_Materiale del compito:_
=-=-=-=-=
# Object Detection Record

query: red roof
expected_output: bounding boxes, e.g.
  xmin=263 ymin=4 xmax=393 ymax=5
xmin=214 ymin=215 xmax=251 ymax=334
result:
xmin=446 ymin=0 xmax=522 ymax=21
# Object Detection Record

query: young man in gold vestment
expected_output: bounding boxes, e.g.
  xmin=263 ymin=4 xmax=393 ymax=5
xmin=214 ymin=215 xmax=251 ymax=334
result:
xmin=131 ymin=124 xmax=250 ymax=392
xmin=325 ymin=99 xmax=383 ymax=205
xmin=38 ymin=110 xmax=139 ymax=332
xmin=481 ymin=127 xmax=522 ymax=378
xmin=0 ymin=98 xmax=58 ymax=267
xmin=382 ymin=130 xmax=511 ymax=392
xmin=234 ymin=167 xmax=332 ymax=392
=-=-=-=-=
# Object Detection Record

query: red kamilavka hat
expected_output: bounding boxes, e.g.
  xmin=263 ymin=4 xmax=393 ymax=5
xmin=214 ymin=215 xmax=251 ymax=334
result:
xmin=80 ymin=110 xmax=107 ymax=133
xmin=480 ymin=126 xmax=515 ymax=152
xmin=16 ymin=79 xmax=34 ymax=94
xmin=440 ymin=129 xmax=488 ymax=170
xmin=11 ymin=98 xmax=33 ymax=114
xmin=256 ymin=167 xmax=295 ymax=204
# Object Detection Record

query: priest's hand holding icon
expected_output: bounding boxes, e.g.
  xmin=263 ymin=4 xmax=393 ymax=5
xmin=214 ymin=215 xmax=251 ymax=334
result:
=-=-=-=-=
_Compito assegnato:_
Individua nelle voci qui sopra tutte le righe che contengono la parola "query" e ricopiale una per una.

_Risposta al compito:_
query: red roof
query: young man in gold vestment
query: red kamilavka hat
query: priest's hand holding icon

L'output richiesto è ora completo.